* [Work instructions]:
Could you edit the items below from the line with "Query: green grass" up to and including the line with "column 679, row 470", changing "snout" to "muzzle" and leaving all else unchanged? Return only those lines.

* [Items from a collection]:
* * *

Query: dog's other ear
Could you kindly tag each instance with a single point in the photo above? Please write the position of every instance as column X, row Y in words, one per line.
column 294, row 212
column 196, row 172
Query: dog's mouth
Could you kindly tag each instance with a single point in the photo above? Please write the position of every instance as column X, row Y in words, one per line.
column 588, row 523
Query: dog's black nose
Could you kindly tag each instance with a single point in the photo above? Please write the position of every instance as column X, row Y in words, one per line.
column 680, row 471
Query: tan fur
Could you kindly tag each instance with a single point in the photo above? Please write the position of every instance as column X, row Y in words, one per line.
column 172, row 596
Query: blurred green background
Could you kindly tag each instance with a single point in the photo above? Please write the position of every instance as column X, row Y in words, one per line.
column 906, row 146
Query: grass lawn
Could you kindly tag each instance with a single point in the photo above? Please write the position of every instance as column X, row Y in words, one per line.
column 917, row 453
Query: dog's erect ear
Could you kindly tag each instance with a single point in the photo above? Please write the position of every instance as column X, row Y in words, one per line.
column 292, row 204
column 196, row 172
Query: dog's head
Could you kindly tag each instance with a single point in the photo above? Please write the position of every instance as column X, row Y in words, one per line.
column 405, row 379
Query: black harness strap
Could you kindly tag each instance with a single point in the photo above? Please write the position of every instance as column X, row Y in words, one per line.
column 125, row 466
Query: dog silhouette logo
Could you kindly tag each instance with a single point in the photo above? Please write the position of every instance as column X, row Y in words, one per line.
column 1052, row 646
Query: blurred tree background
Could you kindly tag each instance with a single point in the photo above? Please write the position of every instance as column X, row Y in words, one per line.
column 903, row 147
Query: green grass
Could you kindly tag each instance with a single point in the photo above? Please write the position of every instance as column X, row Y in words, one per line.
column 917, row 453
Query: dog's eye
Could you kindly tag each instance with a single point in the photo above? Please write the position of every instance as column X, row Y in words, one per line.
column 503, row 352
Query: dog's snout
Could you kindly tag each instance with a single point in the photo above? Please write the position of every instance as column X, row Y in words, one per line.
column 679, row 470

* * *

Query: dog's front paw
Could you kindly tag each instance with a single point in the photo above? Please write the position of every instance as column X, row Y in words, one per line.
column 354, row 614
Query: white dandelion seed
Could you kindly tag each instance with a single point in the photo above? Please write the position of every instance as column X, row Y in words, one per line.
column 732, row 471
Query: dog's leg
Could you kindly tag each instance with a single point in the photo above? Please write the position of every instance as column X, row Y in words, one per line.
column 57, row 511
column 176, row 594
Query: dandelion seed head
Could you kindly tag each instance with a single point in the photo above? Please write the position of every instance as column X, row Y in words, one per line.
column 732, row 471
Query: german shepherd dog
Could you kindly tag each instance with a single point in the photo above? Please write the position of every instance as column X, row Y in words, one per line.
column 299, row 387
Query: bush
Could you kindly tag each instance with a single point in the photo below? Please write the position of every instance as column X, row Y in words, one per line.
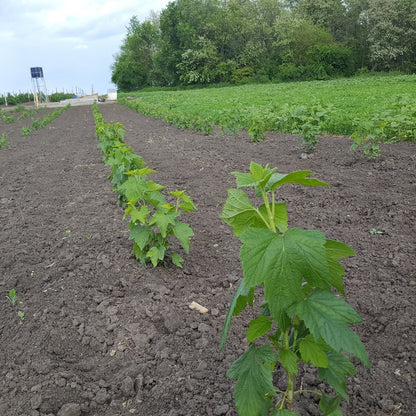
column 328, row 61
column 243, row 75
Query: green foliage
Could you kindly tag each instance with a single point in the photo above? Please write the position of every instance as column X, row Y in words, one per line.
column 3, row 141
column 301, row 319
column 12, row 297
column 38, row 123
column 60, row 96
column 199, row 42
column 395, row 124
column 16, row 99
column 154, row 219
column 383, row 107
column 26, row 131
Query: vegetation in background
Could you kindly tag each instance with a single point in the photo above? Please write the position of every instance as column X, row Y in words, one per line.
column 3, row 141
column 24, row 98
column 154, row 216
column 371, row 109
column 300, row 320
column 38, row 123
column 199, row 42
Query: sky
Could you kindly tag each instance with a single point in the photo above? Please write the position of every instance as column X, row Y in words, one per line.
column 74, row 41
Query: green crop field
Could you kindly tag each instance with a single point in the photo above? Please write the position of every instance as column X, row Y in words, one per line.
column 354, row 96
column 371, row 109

* * *

* [Result for this task]:
Query: green grass
Could you kindly tag each instance with a single point in the photo above? Please write the position of every instance as column X, row Y in words, one per line.
column 917, row 453
Query: dog's eye
Could you kindly tag each instance with a single point in the photo above? Please write the position of every instance as column X, row Y in words, one per line.
column 503, row 352
Query: dog's muzzle
Could you kindly tag each instance with a single point in the photo above? Please write the position of every instance as column X, row Y in words, one per line.
column 679, row 470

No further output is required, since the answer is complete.